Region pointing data
"""
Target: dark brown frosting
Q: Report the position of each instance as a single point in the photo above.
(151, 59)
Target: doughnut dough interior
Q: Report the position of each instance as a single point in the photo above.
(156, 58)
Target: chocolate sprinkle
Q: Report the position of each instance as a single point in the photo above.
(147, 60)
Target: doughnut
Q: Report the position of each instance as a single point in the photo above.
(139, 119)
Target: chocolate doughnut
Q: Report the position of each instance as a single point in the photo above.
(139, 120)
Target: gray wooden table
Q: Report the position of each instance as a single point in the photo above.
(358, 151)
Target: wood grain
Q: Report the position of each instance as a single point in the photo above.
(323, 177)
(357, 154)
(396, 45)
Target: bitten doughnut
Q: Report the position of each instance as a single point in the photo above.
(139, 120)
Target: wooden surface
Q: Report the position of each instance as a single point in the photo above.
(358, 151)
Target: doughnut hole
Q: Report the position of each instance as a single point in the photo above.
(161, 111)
"""
» **What to work on**
Every entry should be restated word for word.

» **Output of the task**
Target: dark brown frosting
Q: Report the position of each instance as a single point in the photo above.
(151, 59)
Target: doughnut dough interior
Q: Report the position of each instance as a single point in the photo above.
(156, 58)
Target: chocolate sprinkle
Q: Report the position of each instance as a single point in the photo above.
(147, 60)
Target: doughnut
Q: Report the position of each instance as a single point in the photo above.
(139, 119)
Target: chocolate doughnut
Q: Report the position of each instance as a single point in the photo above.
(139, 120)
Target: gray wooden table
Q: Report the position of each instance as a single point in the photo above.
(358, 151)
Target: wood grain
Q: Report the position of each instance as a single point in the photo above.
(323, 177)
(357, 154)
(396, 45)
Target: bitten doughnut
Q: Report the position of each instance as a single point in the photo above.
(139, 120)
Target: wooden surface
Q: Report the position of each instance as a single point in the photo above.
(358, 151)
Target: doughnut hole
Q: Report the position of each instance as a single point in the photo above.
(161, 111)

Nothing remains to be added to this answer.